• [WHAT THE TASK REQUIRES]: Print the entries underneath word for word, omitting whatever pictures they contain.

[Excerpts from a dataset]
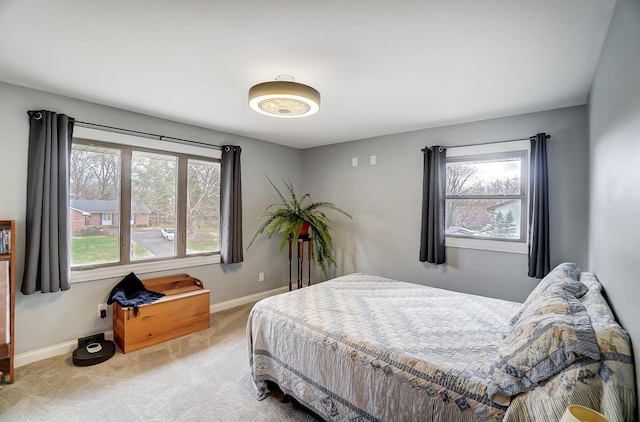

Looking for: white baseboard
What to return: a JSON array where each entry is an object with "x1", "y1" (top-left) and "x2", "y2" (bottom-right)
[
  {"x1": 15, "y1": 330, "x2": 114, "y2": 368},
  {"x1": 15, "y1": 286, "x2": 288, "y2": 368},
  {"x1": 209, "y1": 285, "x2": 288, "y2": 313}
]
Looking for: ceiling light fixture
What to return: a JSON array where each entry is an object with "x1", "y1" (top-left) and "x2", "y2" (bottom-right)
[{"x1": 249, "y1": 77, "x2": 320, "y2": 118}]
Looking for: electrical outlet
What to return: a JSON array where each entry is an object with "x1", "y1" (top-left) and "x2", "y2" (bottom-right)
[
  {"x1": 370, "y1": 155, "x2": 376, "y2": 165},
  {"x1": 352, "y1": 157, "x2": 358, "y2": 167},
  {"x1": 258, "y1": 272, "x2": 264, "y2": 282},
  {"x1": 98, "y1": 303, "x2": 108, "y2": 319}
]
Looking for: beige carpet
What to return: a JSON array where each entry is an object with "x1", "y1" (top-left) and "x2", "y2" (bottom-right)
[{"x1": 0, "y1": 303, "x2": 319, "y2": 421}]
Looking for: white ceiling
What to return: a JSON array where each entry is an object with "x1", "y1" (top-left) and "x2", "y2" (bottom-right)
[{"x1": 0, "y1": 0, "x2": 617, "y2": 149}]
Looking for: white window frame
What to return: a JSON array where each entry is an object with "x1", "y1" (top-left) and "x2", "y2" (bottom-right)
[
  {"x1": 70, "y1": 126, "x2": 222, "y2": 283},
  {"x1": 101, "y1": 213, "x2": 113, "y2": 226},
  {"x1": 445, "y1": 140, "x2": 530, "y2": 254}
]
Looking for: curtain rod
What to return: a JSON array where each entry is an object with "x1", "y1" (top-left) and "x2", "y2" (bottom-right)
[
  {"x1": 421, "y1": 134, "x2": 550, "y2": 152},
  {"x1": 75, "y1": 120, "x2": 223, "y2": 150},
  {"x1": 27, "y1": 111, "x2": 222, "y2": 150}
]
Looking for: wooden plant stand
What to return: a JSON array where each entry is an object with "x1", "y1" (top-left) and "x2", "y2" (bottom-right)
[{"x1": 288, "y1": 235, "x2": 311, "y2": 291}]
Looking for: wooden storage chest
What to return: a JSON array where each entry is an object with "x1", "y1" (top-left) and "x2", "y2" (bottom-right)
[{"x1": 113, "y1": 274, "x2": 210, "y2": 353}]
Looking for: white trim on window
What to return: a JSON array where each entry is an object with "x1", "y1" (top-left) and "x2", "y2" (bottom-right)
[
  {"x1": 70, "y1": 254, "x2": 220, "y2": 284},
  {"x1": 73, "y1": 126, "x2": 221, "y2": 160},
  {"x1": 447, "y1": 139, "x2": 530, "y2": 157},
  {"x1": 445, "y1": 237, "x2": 528, "y2": 254},
  {"x1": 101, "y1": 213, "x2": 113, "y2": 225},
  {"x1": 445, "y1": 139, "x2": 530, "y2": 254}
]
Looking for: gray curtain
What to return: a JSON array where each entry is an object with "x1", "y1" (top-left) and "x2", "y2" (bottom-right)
[
  {"x1": 220, "y1": 145, "x2": 243, "y2": 264},
  {"x1": 22, "y1": 110, "x2": 74, "y2": 294},
  {"x1": 419, "y1": 146, "x2": 447, "y2": 264},
  {"x1": 528, "y1": 133, "x2": 550, "y2": 278}
]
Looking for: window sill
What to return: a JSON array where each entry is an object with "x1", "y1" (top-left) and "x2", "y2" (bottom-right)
[
  {"x1": 70, "y1": 254, "x2": 221, "y2": 284},
  {"x1": 445, "y1": 237, "x2": 527, "y2": 254}
]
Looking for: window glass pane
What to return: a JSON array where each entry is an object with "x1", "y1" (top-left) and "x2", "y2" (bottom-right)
[
  {"x1": 446, "y1": 198, "x2": 522, "y2": 240},
  {"x1": 131, "y1": 151, "x2": 177, "y2": 261},
  {"x1": 70, "y1": 144, "x2": 121, "y2": 266},
  {"x1": 187, "y1": 159, "x2": 220, "y2": 254},
  {"x1": 447, "y1": 157, "x2": 521, "y2": 195}
]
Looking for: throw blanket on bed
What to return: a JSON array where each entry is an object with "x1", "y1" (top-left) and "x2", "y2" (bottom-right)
[{"x1": 247, "y1": 273, "x2": 521, "y2": 421}]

• [SOLVED PROBLEM]:
Looking for: white baseboard
What to return: a JSON array where each entry is an object with "x1", "y1" (top-left) and "x2", "y2" (bottom-right)
[
  {"x1": 15, "y1": 330, "x2": 114, "y2": 368},
  {"x1": 15, "y1": 286, "x2": 288, "y2": 368},
  {"x1": 209, "y1": 285, "x2": 288, "y2": 313}
]
Looking for: ceiling light fixture
What to return: a JSON array where each entry is an object with "x1", "y1" (top-left) and "x2", "y2" (bottom-right)
[{"x1": 249, "y1": 77, "x2": 320, "y2": 118}]
Looking for: electrical outlet
What to return: a JSON array where each entry is an object with "x1", "y1" (top-left) and "x2", "y2" (bottom-right)
[
  {"x1": 370, "y1": 155, "x2": 376, "y2": 165},
  {"x1": 352, "y1": 157, "x2": 358, "y2": 167},
  {"x1": 258, "y1": 272, "x2": 264, "y2": 282},
  {"x1": 98, "y1": 303, "x2": 108, "y2": 319}
]
Looking for: beige carpet
What to return: a JSON array where each entry is an object with "x1", "y1" (top-left) and "x2", "y2" (bottom-right)
[{"x1": 0, "y1": 303, "x2": 319, "y2": 421}]
Looking for: white ceiling
What to return: a JSON array where each entry is an object with "x1", "y1" (top-left) and "x2", "y2" (bottom-right)
[{"x1": 0, "y1": 0, "x2": 617, "y2": 149}]
Looking for: white window frame
What to return: a JSON array where each entry is an object with "x1", "y1" (top-left) and "x2", "y2" (bottom-right)
[
  {"x1": 70, "y1": 126, "x2": 222, "y2": 283},
  {"x1": 101, "y1": 213, "x2": 113, "y2": 226},
  {"x1": 445, "y1": 140, "x2": 530, "y2": 254}
]
Looking for: curtain rod
What to return: a JSON array where each entry is an object with "x1", "y1" (top-left) and "x2", "y2" (bottom-right)
[
  {"x1": 421, "y1": 134, "x2": 550, "y2": 152},
  {"x1": 75, "y1": 120, "x2": 223, "y2": 150},
  {"x1": 27, "y1": 111, "x2": 222, "y2": 150}
]
Looking for: wooden plant stand
What to return: a JSON array where each entry is an object with "x1", "y1" (top-left) and "x2", "y2" (bottom-right)
[{"x1": 288, "y1": 235, "x2": 311, "y2": 291}]
Looking for: wooden storage chest
What to return: a JSON array where each entry is an object with "x1", "y1" (top-left) and "x2", "y2" (bottom-right)
[{"x1": 113, "y1": 274, "x2": 210, "y2": 353}]
Looking for: white trim on window
What to return: a JSON array where each entry is an object with "x1", "y1" (top-left) and "x2", "y2" (bottom-right)
[
  {"x1": 70, "y1": 254, "x2": 220, "y2": 284},
  {"x1": 73, "y1": 126, "x2": 221, "y2": 160},
  {"x1": 447, "y1": 139, "x2": 530, "y2": 157},
  {"x1": 445, "y1": 237, "x2": 528, "y2": 254},
  {"x1": 101, "y1": 213, "x2": 113, "y2": 225},
  {"x1": 445, "y1": 139, "x2": 530, "y2": 254}
]
Looking for: gray curtain
What to return: a JSON array where each entry is an object with "x1", "y1" (top-left) and "x2", "y2" (bottom-right)
[
  {"x1": 220, "y1": 145, "x2": 243, "y2": 264},
  {"x1": 22, "y1": 110, "x2": 74, "y2": 294},
  {"x1": 419, "y1": 146, "x2": 447, "y2": 264},
  {"x1": 528, "y1": 133, "x2": 550, "y2": 278}
]
Looking for: window sill
What to return: a JSON array where each entry is an object with "x1", "y1" (top-left) and "x2", "y2" (bottom-right)
[
  {"x1": 70, "y1": 254, "x2": 221, "y2": 284},
  {"x1": 445, "y1": 237, "x2": 527, "y2": 254}
]
Looking for: window glass pane
What to return: a JSON array where each entry is an object with "x1", "y1" (top-left) and "x2", "y2" (bottom-right)
[
  {"x1": 446, "y1": 198, "x2": 522, "y2": 240},
  {"x1": 131, "y1": 151, "x2": 177, "y2": 261},
  {"x1": 70, "y1": 144, "x2": 121, "y2": 266},
  {"x1": 187, "y1": 159, "x2": 220, "y2": 254},
  {"x1": 447, "y1": 157, "x2": 521, "y2": 195}
]
Looking for: throw blanket on bed
What to return: a JSON array where each entry is an object with "x1", "y1" (top-left) and "x2", "y2" (bottom-right)
[{"x1": 247, "y1": 273, "x2": 521, "y2": 421}]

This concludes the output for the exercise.